### [PROBLEM TO SOLVE]
Please update the records below by replacing every "drop one dot" with "place one point", and reproduce all the lines with nothing else changed.

[start of TASK DATA]

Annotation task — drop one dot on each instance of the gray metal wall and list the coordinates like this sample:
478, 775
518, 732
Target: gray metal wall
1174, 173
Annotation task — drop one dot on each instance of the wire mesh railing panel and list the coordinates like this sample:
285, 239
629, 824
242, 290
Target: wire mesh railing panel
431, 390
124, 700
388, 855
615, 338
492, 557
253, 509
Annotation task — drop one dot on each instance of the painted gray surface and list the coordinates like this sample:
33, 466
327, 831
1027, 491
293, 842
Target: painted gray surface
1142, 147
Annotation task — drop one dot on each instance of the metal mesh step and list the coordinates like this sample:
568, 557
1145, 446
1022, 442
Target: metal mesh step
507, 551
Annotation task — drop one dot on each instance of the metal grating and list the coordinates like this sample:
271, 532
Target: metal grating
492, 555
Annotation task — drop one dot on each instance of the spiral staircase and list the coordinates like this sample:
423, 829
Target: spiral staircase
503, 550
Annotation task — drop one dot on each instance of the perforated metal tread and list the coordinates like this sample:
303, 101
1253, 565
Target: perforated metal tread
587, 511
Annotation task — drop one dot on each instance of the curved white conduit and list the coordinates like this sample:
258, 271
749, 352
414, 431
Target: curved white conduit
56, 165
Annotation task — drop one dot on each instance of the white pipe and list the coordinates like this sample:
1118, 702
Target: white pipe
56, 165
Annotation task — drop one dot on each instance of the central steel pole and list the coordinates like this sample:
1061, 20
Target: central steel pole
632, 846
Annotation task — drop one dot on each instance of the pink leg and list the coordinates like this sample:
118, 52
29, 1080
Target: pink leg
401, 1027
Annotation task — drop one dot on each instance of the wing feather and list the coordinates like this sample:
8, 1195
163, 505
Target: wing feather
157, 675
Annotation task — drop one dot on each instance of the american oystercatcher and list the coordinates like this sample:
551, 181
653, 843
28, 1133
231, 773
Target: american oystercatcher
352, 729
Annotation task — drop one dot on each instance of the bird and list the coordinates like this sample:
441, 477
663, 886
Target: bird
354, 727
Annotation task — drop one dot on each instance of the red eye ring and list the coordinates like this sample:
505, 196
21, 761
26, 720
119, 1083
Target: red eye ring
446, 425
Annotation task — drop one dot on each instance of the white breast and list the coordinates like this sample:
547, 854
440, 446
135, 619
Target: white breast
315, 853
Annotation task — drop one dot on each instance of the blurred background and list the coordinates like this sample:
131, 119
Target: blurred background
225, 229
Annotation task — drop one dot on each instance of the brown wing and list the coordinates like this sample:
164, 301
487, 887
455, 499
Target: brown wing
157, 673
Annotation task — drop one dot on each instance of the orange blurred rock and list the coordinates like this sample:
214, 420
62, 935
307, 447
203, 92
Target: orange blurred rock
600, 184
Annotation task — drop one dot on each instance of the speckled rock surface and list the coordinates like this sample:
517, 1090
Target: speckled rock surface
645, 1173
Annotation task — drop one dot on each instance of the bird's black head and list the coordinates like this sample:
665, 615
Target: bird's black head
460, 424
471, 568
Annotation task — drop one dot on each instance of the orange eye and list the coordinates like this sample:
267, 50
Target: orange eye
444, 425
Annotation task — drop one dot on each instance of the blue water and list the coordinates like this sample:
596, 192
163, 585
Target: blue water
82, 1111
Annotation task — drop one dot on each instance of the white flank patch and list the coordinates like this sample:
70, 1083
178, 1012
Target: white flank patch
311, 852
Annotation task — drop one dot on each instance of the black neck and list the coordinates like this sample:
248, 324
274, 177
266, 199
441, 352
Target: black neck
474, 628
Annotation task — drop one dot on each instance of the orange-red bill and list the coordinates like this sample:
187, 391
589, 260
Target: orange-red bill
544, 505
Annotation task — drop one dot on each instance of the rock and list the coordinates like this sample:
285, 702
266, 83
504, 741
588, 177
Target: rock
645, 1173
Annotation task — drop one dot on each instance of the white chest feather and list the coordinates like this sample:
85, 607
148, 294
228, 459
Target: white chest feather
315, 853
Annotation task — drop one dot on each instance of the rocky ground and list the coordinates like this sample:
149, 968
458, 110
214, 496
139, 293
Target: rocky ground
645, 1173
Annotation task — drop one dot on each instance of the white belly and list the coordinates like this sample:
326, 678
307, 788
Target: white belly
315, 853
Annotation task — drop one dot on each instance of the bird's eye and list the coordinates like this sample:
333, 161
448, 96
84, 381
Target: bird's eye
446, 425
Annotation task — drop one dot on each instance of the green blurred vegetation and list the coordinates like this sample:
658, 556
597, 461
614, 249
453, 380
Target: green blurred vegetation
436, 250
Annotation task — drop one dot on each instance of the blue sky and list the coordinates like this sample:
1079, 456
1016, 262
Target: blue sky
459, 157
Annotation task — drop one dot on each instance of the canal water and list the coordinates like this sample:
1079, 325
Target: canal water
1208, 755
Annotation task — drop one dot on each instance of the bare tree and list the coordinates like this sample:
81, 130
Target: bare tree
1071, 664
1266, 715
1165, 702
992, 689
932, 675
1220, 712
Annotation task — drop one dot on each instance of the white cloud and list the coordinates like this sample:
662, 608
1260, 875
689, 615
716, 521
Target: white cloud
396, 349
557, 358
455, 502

[end of TASK DATA]

### [COMPLETED EXERCISE]
Annotation task — place one point on each instance of the gray metal wall and list the coordinates like this sample:
478, 775
518, 732
Target: gray metal wall
1174, 173
Annotation task — place one point on each instance of the wire mesh railing panel and list the coordinates like this sample:
285, 239
629, 824
242, 290
Target: wire mesh railing panel
431, 390
124, 700
388, 855
615, 338
492, 557
253, 509
Annotation task — place one point on each instance of the painted gray surface and list the coordinates like this sample:
33, 466
327, 831
1027, 491
293, 842
Target: painted gray surface
1142, 147
Annotation task — place one point on each instance of the metal mesh step and list the coordinates like this sample:
568, 557
1145, 446
1022, 442
Target: metal mesh step
507, 551
Annotation task — place one point on each instance of the metal grating and list the coordinates like this sample:
271, 532
Target: metal grating
492, 555
Annotation task — place one point on each instance of the spiral staircase and list the coordinates like this sample:
423, 829
Target: spiral staircase
503, 550
Annotation task — place one point on each instance of the perforated metal tread and list the coordinates like this sample:
303, 101
1253, 565
Target: perforated metal tread
587, 511
Annotation task — place one point on each instance of the curved white conduit and list the coordinates like this sample:
258, 271
749, 352
414, 431
Target: curved white conduit
56, 165
Annotation task — place one point on each instance of the white pipe and list the coordinates like this sample:
1118, 702
Target: white pipe
56, 165
Annotation task — place one point on each instance of the central steel pole and list the coordinates like this sample:
1061, 20
Target: central steel pole
632, 846
Annotation task — place one point on each instance of the pink leg and list the coordinates like this sample:
118, 52
29, 1080
Target: pink leg
401, 1027
Annotation task — place one point on each instance of the wing feather and list the coordinates like this sample:
8, 1195
163, 505
Target: wing feather
157, 675
Annotation task — place one point on each instance of the american oystercatcher and list the coordinates like this sample:
551, 181
653, 843
28, 1133
231, 773
Target: american oystercatcher
352, 729
Annotation task — place one point on each instance of the bird and list the coordinates like this sample:
441, 477
663, 886
Target: bird
354, 727
Annotation task — place one point on each instance of the red eye ring and list the coordinates like this sample:
505, 196
21, 761
26, 720
119, 1083
Target: red eye ring
446, 425
Annotation task — place one point on each instance of the white breast and list the coordinates like this sample:
547, 854
440, 446
135, 619
Target: white breast
315, 853
Annotation task — place one point on each instance of the blurred background and list the coordinates like this sample:
131, 119
Target: blurred background
225, 229
Annotation task — place one point on each instance of the brown wing and list the coordinates like this sample:
164, 301
487, 887
455, 499
Target: brown wing
157, 673
Annotation task — place one point on each instance of the orange blurred rock and list the coordinates like this sample:
214, 420
62, 935
307, 447
203, 92
Target: orange blurred rock
600, 184
Annotation task — place one point on each instance of the speckled rock surface and list the coordinates like this sample:
517, 1090
Target: speckled rock surface
645, 1173
Annotation task — place one point on each instance of the bird's black head and list the coordinates like this sample:
665, 615
Target: bird's black head
460, 424
471, 568
Annotation task — place one point on each instance of the orange eye and list the coordinates like this sample:
267, 50
Target: orange eye
444, 425
Annotation task — place one point on each instance of the blue water and list the coordinates like this sample:
596, 192
163, 585
Target: blue water
82, 1111
Annotation task — place one point on each instance of the white flank patch and list the coordinates like this sample:
70, 1083
178, 1012
Target: white flank patch
311, 852
Annotation task — place one point on each instance of the black neck and list the coordinates like this sample:
248, 324
274, 177
266, 199
441, 352
Target: black neck
474, 628
Annotation task — place one point on each instance of the orange-red bill and list the coordinates like this sample:
187, 391
589, 260
Target: orange-red bill
544, 505
Annotation task — place one point on each instance of the rock and list the coordinates like this sample:
285, 702
266, 83
504, 741
588, 177
Target: rock
645, 1173
Annotation task — place one point on each instance of the white chest feather and list the coordinates like this sample:
85, 607
148, 294
228, 459
Target: white chest feather
315, 853
Annotation task — place one point on each instance of the rocky ground and list the coordinates like this sample:
149, 968
458, 110
214, 496
139, 293
Target: rocky ground
645, 1173
Annotation task — place one point on each instance of the white belly and list the coordinates like this sample:
326, 678
307, 788
Target: white belly
315, 853
Annotation task — place one point on each instance of the bird's eye and list the coordinates like this sample:
333, 161
448, 96
84, 381
Target: bird's eye
446, 425
Annotation task — place one point on each instance of the green blurred vegetation and list the coordinates like this sample:
658, 556
597, 461
614, 249
453, 380
Target: green blurred vegetation
436, 250
Annotation task — place one point on each instance of the blue sky and list the coordinates like this sample:
1079, 456
1016, 262
Target: blue sky
459, 157
Annotation task — place one point on each instance of the canal water and list the coordinates like this sample:
1079, 325
Target: canal water
1208, 755
Annotation task — place one point on each instance of the bare tree and list the coordinates like this sample:
81, 130
Target: bare tree
1071, 664
1266, 715
1165, 702
992, 689
932, 675
1220, 712
Annotation task — place one point on each instance of the white cloud and list the coordinates like this sample:
662, 608
1260, 875
689, 615
716, 521
Target: white cloud
396, 349
557, 358
455, 502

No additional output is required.